#### Directions for this task
Reproduce the listing below in its entirety. Change nothing.

#### Provided records
++++++++++

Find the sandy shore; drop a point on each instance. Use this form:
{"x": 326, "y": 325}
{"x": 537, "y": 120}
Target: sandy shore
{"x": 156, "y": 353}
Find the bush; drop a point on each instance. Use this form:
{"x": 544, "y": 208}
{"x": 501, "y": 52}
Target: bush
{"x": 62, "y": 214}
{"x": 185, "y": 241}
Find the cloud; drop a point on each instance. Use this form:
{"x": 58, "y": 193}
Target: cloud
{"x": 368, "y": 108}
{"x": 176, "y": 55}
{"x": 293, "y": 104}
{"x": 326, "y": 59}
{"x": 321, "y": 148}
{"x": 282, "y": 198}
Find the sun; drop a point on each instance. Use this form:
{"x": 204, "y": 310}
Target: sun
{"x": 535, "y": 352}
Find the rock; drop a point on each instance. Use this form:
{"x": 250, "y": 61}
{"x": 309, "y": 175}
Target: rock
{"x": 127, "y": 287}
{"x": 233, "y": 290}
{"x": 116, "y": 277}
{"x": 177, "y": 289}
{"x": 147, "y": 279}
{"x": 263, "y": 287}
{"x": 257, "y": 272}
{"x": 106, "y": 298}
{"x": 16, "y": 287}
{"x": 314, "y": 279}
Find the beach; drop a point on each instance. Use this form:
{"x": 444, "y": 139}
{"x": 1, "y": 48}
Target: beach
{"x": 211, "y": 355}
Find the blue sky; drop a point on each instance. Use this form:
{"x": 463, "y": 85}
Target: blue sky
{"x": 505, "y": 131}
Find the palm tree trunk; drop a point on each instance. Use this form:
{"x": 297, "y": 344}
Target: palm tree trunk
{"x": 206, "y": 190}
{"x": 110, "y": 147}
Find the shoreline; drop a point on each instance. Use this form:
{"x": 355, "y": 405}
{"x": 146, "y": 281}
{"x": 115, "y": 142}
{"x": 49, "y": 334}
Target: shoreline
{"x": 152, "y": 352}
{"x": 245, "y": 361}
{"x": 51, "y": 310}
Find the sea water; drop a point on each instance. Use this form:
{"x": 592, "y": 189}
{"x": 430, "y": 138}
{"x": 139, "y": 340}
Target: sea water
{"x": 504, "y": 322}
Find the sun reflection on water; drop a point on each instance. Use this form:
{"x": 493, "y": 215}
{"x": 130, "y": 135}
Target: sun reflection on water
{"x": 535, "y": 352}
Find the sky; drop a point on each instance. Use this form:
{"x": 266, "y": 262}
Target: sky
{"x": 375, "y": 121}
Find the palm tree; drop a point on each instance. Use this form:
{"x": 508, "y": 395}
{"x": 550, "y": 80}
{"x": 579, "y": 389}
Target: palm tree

++++++++++

#### Response to this exercise
Find the sandy shore; drop a point on each instance. Use this form:
{"x": 326, "y": 325}
{"x": 537, "y": 120}
Target: sandy shore
{"x": 156, "y": 353}
Find the bush; drop a point on each instance. Use this form:
{"x": 544, "y": 208}
{"x": 501, "y": 52}
Target: bush
{"x": 62, "y": 214}
{"x": 185, "y": 241}
Find the cloud; drop a point on each instance. Use this form:
{"x": 58, "y": 193}
Target: cloud
{"x": 368, "y": 108}
{"x": 176, "y": 55}
{"x": 293, "y": 104}
{"x": 326, "y": 59}
{"x": 321, "y": 148}
{"x": 282, "y": 198}
Find the sun; drop a point on each instance. Use this form:
{"x": 204, "y": 310}
Target: sun
{"x": 535, "y": 352}
Find the rock; drop a point on each instance. Use this form:
{"x": 250, "y": 61}
{"x": 309, "y": 175}
Target: rock
{"x": 127, "y": 287}
{"x": 233, "y": 290}
{"x": 116, "y": 277}
{"x": 177, "y": 289}
{"x": 147, "y": 279}
{"x": 263, "y": 287}
{"x": 257, "y": 272}
{"x": 106, "y": 298}
{"x": 16, "y": 287}
{"x": 314, "y": 279}
Find the beach; drop a point on each instance. Use this form:
{"x": 444, "y": 139}
{"x": 1, "y": 48}
Target: beach
{"x": 211, "y": 355}
Find the blue sky; drop a point on each instance. Use this form:
{"x": 463, "y": 85}
Target: blue sky
{"x": 505, "y": 131}
Find the palm tree trunk; drop a point on each instance. Use this form:
{"x": 297, "y": 344}
Target: palm tree trunk
{"x": 206, "y": 190}
{"x": 110, "y": 147}
Find the shoreline; drop a point on each instance. Use this form:
{"x": 355, "y": 405}
{"x": 146, "y": 281}
{"x": 115, "y": 142}
{"x": 49, "y": 334}
Target: shoreline
{"x": 152, "y": 352}
{"x": 245, "y": 361}
{"x": 51, "y": 310}
Find the sea water; drop a point on each instance. Use this form:
{"x": 592, "y": 189}
{"x": 430, "y": 138}
{"x": 139, "y": 340}
Target: sea water
{"x": 504, "y": 322}
Find the sun reflection on water; drop a point on each instance. Use this form:
{"x": 493, "y": 215}
{"x": 130, "y": 135}
Target: sun reflection on water
{"x": 535, "y": 352}
Find the sky; drop a point on each instance. Use this form:
{"x": 266, "y": 262}
Target: sky
{"x": 375, "y": 121}
Find the palm tree; drop a point on each instance. Use this form:
{"x": 508, "y": 395}
{"x": 550, "y": 80}
{"x": 579, "y": 389}
Target: palm tree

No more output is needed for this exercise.